MATERIAL FOR THE TASK —
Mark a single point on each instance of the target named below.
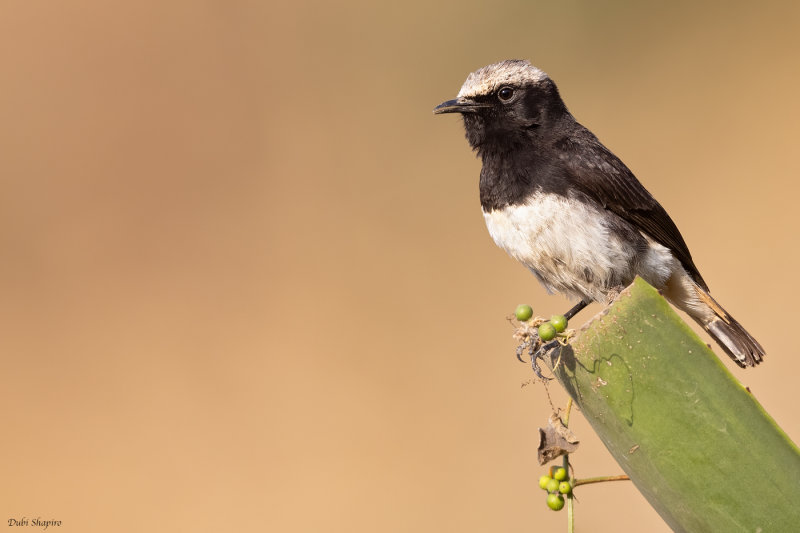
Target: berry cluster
(547, 330)
(557, 486)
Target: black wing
(600, 174)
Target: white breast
(571, 247)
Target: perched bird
(563, 205)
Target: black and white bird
(563, 205)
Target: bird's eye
(505, 94)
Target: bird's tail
(686, 294)
(729, 334)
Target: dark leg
(576, 309)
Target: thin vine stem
(599, 479)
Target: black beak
(459, 105)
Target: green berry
(555, 502)
(524, 312)
(547, 332)
(559, 322)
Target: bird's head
(506, 103)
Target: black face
(512, 114)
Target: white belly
(572, 249)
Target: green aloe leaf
(693, 440)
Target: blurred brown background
(246, 284)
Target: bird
(562, 204)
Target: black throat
(516, 168)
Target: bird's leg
(538, 354)
(577, 308)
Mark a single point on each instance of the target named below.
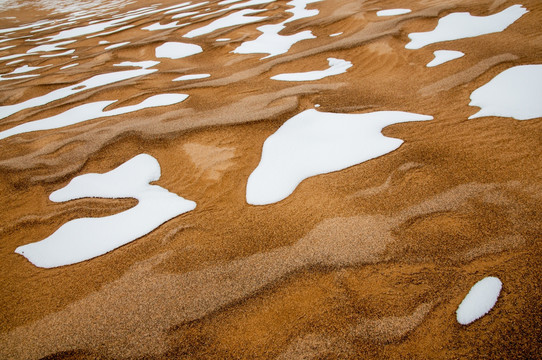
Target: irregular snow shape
(85, 238)
(25, 68)
(299, 10)
(270, 42)
(186, 8)
(392, 12)
(192, 77)
(464, 25)
(480, 299)
(442, 56)
(516, 93)
(313, 143)
(237, 18)
(116, 45)
(50, 47)
(88, 112)
(336, 66)
(69, 66)
(176, 50)
(142, 64)
(250, 3)
(158, 26)
(93, 82)
(178, 16)
(68, 52)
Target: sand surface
(369, 262)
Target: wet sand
(369, 262)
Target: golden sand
(369, 262)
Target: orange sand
(370, 262)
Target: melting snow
(93, 82)
(392, 12)
(114, 46)
(158, 26)
(176, 50)
(192, 77)
(236, 18)
(271, 42)
(516, 93)
(480, 299)
(85, 238)
(442, 56)
(313, 143)
(90, 111)
(464, 25)
(336, 66)
(68, 66)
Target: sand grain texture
(369, 262)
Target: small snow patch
(516, 93)
(176, 50)
(480, 299)
(442, 56)
(392, 12)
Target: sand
(369, 262)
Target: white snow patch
(114, 46)
(336, 66)
(250, 3)
(516, 93)
(442, 56)
(271, 42)
(313, 143)
(192, 77)
(50, 47)
(237, 18)
(158, 26)
(480, 299)
(85, 238)
(176, 50)
(69, 66)
(392, 12)
(463, 25)
(142, 64)
(67, 52)
(25, 68)
(178, 16)
(91, 83)
(90, 111)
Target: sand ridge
(368, 262)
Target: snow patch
(85, 238)
(516, 93)
(392, 12)
(479, 301)
(442, 56)
(90, 111)
(237, 18)
(192, 77)
(463, 25)
(176, 50)
(313, 143)
(336, 66)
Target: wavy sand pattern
(368, 262)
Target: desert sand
(367, 262)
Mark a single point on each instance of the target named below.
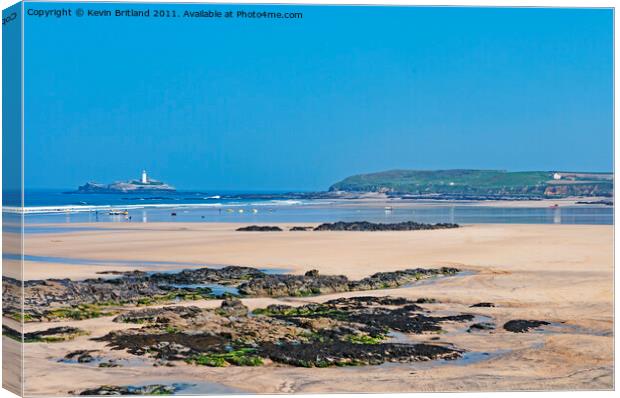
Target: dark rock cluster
(522, 325)
(260, 228)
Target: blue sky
(299, 104)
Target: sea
(59, 207)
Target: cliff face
(480, 183)
(126, 187)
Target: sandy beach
(559, 273)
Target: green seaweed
(239, 357)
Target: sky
(298, 104)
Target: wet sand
(557, 273)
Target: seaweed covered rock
(369, 226)
(260, 228)
(351, 354)
(522, 325)
(151, 389)
(232, 307)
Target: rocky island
(145, 184)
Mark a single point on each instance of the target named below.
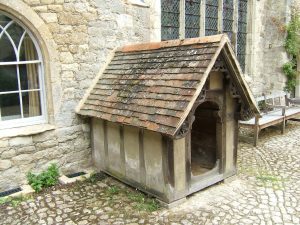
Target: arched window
(22, 100)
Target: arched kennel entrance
(205, 146)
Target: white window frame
(31, 120)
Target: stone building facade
(75, 38)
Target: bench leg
(256, 131)
(283, 127)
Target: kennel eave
(164, 115)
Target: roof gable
(154, 86)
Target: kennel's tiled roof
(154, 85)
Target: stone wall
(267, 51)
(83, 32)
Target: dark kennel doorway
(205, 154)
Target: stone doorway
(205, 154)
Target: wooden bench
(275, 108)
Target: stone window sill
(137, 3)
(25, 131)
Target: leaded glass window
(228, 17)
(242, 32)
(170, 13)
(192, 18)
(21, 82)
(211, 17)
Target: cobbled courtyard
(266, 190)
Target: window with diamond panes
(21, 81)
(211, 17)
(242, 32)
(192, 18)
(170, 11)
(228, 17)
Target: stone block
(3, 143)
(55, 8)
(22, 159)
(44, 136)
(5, 164)
(66, 57)
(47, 1)
(40, 8)
(70, 18)
(32, 2)
(47, 144)
(124, 21)
(26, 149)
(9, 153)
(49, 17)
(19, 141)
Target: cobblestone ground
(265, 191)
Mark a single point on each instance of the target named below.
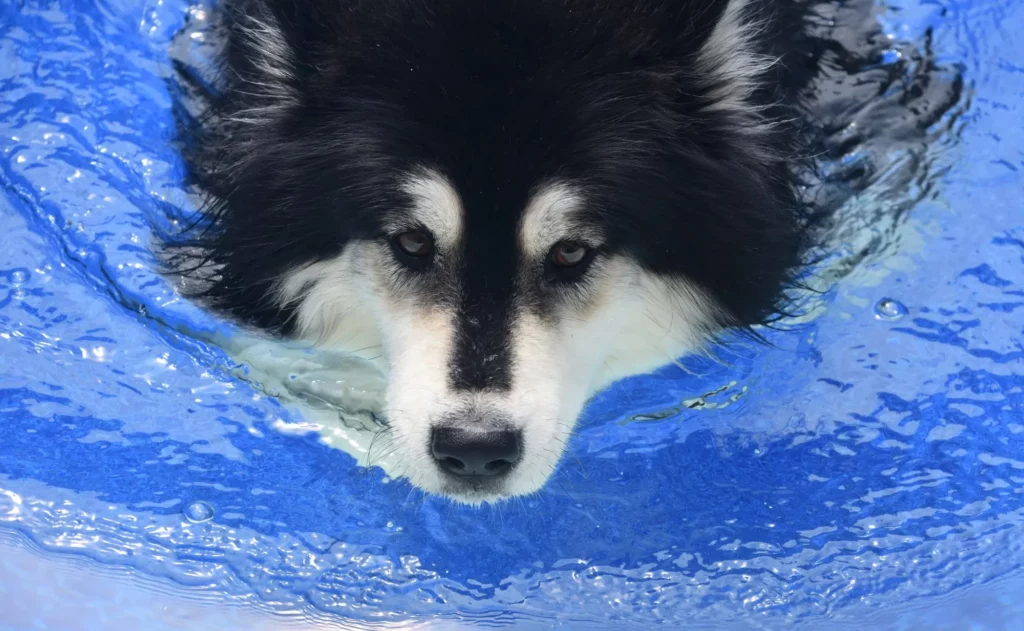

EXERCISE GOAL —
Take only the line containing "Target: small snow patch" and every line after it to the end of the entries, and copy them exactly, pictures excluded.

YOUR SOLUTION —
Target: small snow patch
(516, 93)
(176, 50)
(480, 299)
(442, 56)
(392, 12)
Target: sand
(369, 262)
Target: white snow patch
(114, 46)
(336, 66)
(250, 3)
(516, 93)
(442, 56)
(271, 42)
(313, 143)
(192, 77)
(50, 47)
(237, 18)
(158, 26)
(480, 299)
(85, 238)
(176, 50)
(69, 66)
(392, 12)
(463, 25)
(142, 64)
(67, 52)
(25, 68)
(178, 16)
(91, 83)
(90, 111)
Target: sand ridge
(368, 262)
Target: snow patch
(85, 238)
(516, 93)
(392, 12)
(479, 301)
(442, 56)
(90, 111)
(237, 18)
(192, 77)
(463, 25)
(176, 50)
(313, 143)
(336, 66)
Target: wavy sand pattern
(368, 262)
Target: desert sand
(367, 262)
Mark a single point on each instance of the target named below.
Target: dark rock cluster
(522, 325)
(260, 228)
Target: blue sky
(299, 104)
Target: sea
(59, 207)
Target: cliff face
(480, 183)
(126, 187)
Target: sandy beach
(559, 273)
Target: green seaweed
(239, 357)
Target: sky
(298, 104)
Target: wet sand
(557, 273)
Target: seaweed covered rock
(369, 226)
(260, 228)
(351, 354)
(522, 325)
(151, 389)
(232, 307)
Target: rocky island
(145, 184)
Mark a single point on each instance of the target named below.
Target: arched window
(22, 100)
Target: arched kennel entrance
(205, 146)
Target: white window frame
(31, 120)
Target: stone building facade
(75, 38)
Target: bench leg
(256, 131)
(283, 127)
Target: kennel eave
(164, 115)
Target: roof gable
(154, 86)
Target: kennel's tiled roof
(154, 85)
Target: stone wall
(267, 51)
(83, 32)
Target: dark kennel doorway
(205, 154)
Target: stone doorway
(205, 154)
Target: wooden bench
(275, 108)
Target: stone window sill
(137, 3)
(25, 131)
Target: leaded glass window
(228, 17)
(242, 32)
(170, 13)
(192, 18)
(21, 82)
(211, 17)
Target: cobbled courtyard
(266, 190)
Target: window with diamond panes
(21, 81)
(211, 17)
(242, 32)
(192, 18)
(170, 11)
(228, 17)
Target: stone block
(3, 143)
(55, 8)
(22, 159)
(44, 136)
(5, 164)
(66, 57)
(47, 1)
(40, 8)
(70, 18)
(32, 2)
(47, 144)
(124, 21)
(26, 149)
(9, 153)
(49, 17)
(19, 141)
Target: cobblestone ground
(265, 191)
Mark a single point on each instance of the target named below.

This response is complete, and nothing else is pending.